» **PROBLEM STATEMENT**:
Reproduce every record precisely, leaving no line out.

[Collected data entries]
━━━
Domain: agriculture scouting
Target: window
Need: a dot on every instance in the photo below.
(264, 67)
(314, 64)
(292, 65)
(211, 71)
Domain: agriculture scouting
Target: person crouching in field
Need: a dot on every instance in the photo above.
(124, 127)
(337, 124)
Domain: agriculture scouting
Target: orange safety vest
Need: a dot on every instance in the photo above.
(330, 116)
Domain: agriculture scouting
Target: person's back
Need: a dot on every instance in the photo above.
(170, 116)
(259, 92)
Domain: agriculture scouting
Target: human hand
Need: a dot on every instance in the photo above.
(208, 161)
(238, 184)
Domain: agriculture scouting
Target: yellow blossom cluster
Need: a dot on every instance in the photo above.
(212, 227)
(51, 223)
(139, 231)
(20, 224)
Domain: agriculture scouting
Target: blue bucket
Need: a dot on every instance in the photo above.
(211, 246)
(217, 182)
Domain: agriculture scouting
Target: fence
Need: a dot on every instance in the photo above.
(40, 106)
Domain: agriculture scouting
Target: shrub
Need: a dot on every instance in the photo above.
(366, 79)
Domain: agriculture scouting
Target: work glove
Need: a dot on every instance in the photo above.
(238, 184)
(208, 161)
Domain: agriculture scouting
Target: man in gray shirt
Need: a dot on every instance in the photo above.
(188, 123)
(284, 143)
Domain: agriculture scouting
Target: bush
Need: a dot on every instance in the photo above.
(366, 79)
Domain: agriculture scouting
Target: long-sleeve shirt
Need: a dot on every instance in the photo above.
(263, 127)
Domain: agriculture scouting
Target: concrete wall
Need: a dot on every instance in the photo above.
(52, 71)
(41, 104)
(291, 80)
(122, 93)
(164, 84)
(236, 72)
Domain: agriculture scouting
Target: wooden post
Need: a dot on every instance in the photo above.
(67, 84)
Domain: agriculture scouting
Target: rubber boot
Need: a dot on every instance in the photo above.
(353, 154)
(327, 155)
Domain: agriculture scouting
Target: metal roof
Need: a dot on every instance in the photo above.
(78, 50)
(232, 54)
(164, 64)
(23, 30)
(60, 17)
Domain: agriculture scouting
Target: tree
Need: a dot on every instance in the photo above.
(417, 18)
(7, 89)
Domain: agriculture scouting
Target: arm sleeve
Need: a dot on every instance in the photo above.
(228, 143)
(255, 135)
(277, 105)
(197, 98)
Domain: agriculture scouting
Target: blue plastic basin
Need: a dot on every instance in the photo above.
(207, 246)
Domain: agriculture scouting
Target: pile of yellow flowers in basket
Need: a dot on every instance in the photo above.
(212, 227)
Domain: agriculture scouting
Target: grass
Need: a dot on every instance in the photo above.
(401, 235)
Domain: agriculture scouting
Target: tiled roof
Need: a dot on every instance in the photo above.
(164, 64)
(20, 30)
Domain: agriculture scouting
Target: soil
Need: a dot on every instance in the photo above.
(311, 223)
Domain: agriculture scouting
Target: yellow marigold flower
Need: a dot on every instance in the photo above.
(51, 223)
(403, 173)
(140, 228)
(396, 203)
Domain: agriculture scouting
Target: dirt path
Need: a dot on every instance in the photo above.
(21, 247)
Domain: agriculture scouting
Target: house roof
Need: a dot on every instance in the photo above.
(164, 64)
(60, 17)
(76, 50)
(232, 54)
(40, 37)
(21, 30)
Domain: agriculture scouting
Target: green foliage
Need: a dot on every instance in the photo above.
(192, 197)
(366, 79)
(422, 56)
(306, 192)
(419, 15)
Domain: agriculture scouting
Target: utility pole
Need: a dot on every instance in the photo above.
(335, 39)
━━━
» **EXPECTED OUTPUT**:
Domain: agriculture scouting
Target: window
Need: a dot on every instance in the photo below.
(264, 67)
(314, 64)
(292, 65)
(211, 71)
Domain: agriculture scouting
Target: person crouching in field
Need: a dot on every instance in the photo above.
(124, 127)
(337, 124)
Domain: agriculture scouting
Target: orange safety vest
Need: a dot on every instance in the photo above.
(330, 116)
Domain: agriculture scouting
Target: person's back
Need: a dot on every instance in the photo above.
(170, 116)
(259, 92)
Domain: agriculture scouting
Target: human hand
Need: a dot on every instance in the photo above.
(208, 161)
(238, 184)
Domain: agriculture scouting
Target: yellow blossom cluster
Need: a dot on every instance in the photo above.
(212, 227)
(51, 223)
(139, 231)
(20, 224)
Domain: agriculture scouting
Target: blue bucket
Need: a dot on every instance in the photo above.
(211, 246)
(217, 182)
Domain: agriculture scouting
Target: fence
Need: a dot on every instance in the photo above.
(40, 106)
Domain: agriculture scouting
Target: shrub
Need: a dot on every instance in the photo above.
(366, 79)
Domain: agriculture scouting
Target: work glove
Need: a dot on every instance in the photo above.
(238, 184)
(208, 161)
Domain: agriculture scouting
Target: man in gray shirt
Need: a dot on every instance in the photo above.
(188, 123)
(284, 143)
Domain: agriculture scouting
Target: bush
Need: a dot on every instance in the photo above.
(366, 79)
Domain: agriculture scouting
Target: long-sleeve shirt
Need: a dot on every instance in the photo above.
(263, 127)
Domain: agriculture scouting
Target: concrete wall
Need: a dot on every instance in the photo above.
(52, 71)
(41, 104)
(291, 80)
(122, 93)
(164, 84)
(236, 72)
Domain: agriculture scouting
Target: wooden post
Need: a dot on every instance in the photo above.
(67, 84)
Domain: agriculture scouting
Target: rubber boot
Need: a dot on every instance in the photo above.
(353, 154)
(327, 155)
Domain: agriculture scouting
Target: metal roof
Need: a dot on every instance in the photo above.
(78, 50)
(232, 54)
(164, 64)
(23, 30)
(60, 17)
Domain: agriculture scouting
Target: tree
Need: a dot on every instance in the photo above.
(417, 18)
(7, 89)
Domain: agriculture scouting
Target: arm sleeve
Need: a dot on every instance in the photo above.
(228, 143)
(255, 135)
(277, 105)
(197, 98)
Domain: agriculture scouting
Target: blue plastic basin
Need: a dot on every instance in the photo above.
(207, 246)
Domain: agriculture scouting
Target: pile of yellow flowers in basket
Need: a dot on every instance in the photo above.
(212, 227)
Domain: agriculture scouting
Target: grass
Need: a dot on every instance in the photo above.
(401, 235)
Domain: agriculture scouting
Target: tiled roof
Need: a dot on every instance in the photo above.
(164, 64)
(20, 30)
Domain: agriculture scouting
Target: soil
Need: a dot on every instance in the photo above.
(311, 223)
Domain: agriculture scouting
Target: yellow marigold flower
Need: a dot on every instance in the photo above.
(51, 223)
(403, 173)
(140, 228)
(396, 203)
Domain: agriculture scouting
Target: dirt path
Need: a dot on every instance in the photo above.
(21, 247)
Domain: agriculture scouting
Target: house roof
Need: a dot on every instance in the photo above.
(164, 64)
(60, 17)
(76, 50)
(232, 54)
(40, 37)
(21, 30)
Domain: agriculture scouting
Target: green foliage
Need: a dot on every instance in the photo above.
(192, 197)
(366, 79)
(422, 56)
(306, 192)
(419, 15)
Domain: agriculture scouting
Target: utility pole
Need: a dot on every instance in the photo above.
(335, 39)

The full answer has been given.